WORK TO BE COMPLETED: Retype each record exactly; no pictures.

◆ ◆ ◆ ◆ ◆ ◆ ◆

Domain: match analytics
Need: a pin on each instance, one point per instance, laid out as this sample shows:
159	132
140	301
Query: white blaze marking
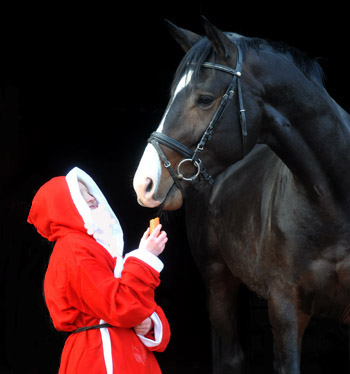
184	81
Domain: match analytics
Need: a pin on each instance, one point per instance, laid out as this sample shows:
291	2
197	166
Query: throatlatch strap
100	326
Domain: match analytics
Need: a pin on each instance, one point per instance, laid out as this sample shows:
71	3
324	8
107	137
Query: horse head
203	129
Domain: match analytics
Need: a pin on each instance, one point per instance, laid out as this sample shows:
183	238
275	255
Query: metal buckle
194	163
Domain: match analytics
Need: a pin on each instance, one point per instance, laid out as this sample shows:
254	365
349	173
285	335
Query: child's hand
154	243
144	327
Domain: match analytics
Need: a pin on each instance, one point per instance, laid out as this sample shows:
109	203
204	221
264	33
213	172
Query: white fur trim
115	248
158	332
147	257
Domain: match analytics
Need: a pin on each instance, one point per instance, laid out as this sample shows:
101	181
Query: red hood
53	211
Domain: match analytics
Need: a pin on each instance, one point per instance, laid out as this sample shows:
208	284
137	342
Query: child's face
90	199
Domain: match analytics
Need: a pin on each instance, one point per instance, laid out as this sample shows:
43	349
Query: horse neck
313	140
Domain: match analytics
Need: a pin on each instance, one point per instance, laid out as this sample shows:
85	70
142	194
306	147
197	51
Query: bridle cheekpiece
157	138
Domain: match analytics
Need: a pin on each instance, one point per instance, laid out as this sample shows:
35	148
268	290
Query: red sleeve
93	289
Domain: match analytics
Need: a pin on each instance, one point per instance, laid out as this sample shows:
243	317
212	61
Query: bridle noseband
193	156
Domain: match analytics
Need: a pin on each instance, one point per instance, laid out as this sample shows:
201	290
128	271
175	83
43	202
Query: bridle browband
157	138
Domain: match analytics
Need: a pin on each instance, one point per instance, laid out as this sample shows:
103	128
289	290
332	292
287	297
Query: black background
84	86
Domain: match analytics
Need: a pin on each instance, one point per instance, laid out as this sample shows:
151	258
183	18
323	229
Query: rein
157	138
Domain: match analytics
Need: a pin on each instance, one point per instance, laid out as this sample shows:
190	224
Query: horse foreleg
222	294
288	326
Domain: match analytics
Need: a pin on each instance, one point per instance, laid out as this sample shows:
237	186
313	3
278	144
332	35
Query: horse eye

◆ ◆ ◆ ◆ ◆ ◆ ◆

FINISHED EXERCISE:
Domain: match analytics
Need: a pin on each instance, one point per instance, laid out as this sample shows:
159	132
140	301
Query: white blaze marking
184	81
Domain: match analytics
Need: a pin on each instance, one point per instance, laid out as this sample shows:
291	2
197	166
Query: throatlatch strap
100	326
Domain: match analytics
Need: a pin on each instance, one point per instance, laid out as this sample shows:
71	3
324	8
107	137
Query: horse head
203	129
Domain: match analytics
Need: a pin on each instance, one point per instance, laid out as this sample shows:
183	238
275	255
Query: metal buckle
194	163
Domain: match analytics
Need: a pin on each instance, one point per instance, laid out as this sample shows:
254	365
349	173
285	335
Query: child's hand
154	243
144	327
Domain: match analytics
Need: a pin on each instance, one point per instance, laid out as this sample shows:
109	203
204	221
264	33
213	172
Query: white fur trim
115	248
158	332
147	257
Domain: match analytics
Need: a pin on each instance, one point per instance, laid out as this sample shows:
101	181
Query: red hood
53	211
Domain: match analytics
Need: a pin on each instance, one point per instance, laid out as this sample shows:
208	284
137	342
Query: child's face
90	199
Domain: match analytics
Need: a pin on each instance, one point per instance, laid out as this sample shows:
43	349
Query: horse neck
313	140
Domain: match analytics
Need: a pin on each instance, one point per instance, laid out as this sample shows:
85	70
142	194
306	147
197	51
Query: bridle cheekpiece
157	138
Domain: match analytics
Need: a pin on each instance, one point per instance, laid out as this sample shows:
35	148
268	290
Query: red sleeve
93	289
Domain: match analytics
Need: a pin on each instance, one point per instance, laid out as this sample shows:
243	317
212	61
Query: bridle noseband
193	156
Domain: match analytics
Need: a pin on each instance, one point per instance, laid out as this sample shows:
201	290
128	271
175	83
43	202
Query: bridle browband
157	138
Domain: match analytics
Need: a pin on each instance, one point per instance, laid out as this sample shows:
103	128
289	290
332	292
287	297
Query: black background
84	86
Domain: match analytics
Need: a pin on each instance, one point per instance, laid out as this sample shows:
151	258
183	18
323	229
Query: rein
157	138
Domain: match analytics
Need: a pin on each instance, one point per instance, laid out as this sample shows:
190	224
Query: horse foreleg
222	294
288	326
Domain: match analytics
Need: a pin on each instance, one point per instance, laid out as this sample shows:
237	186
313	3
278	144
332	35
Query: horse eye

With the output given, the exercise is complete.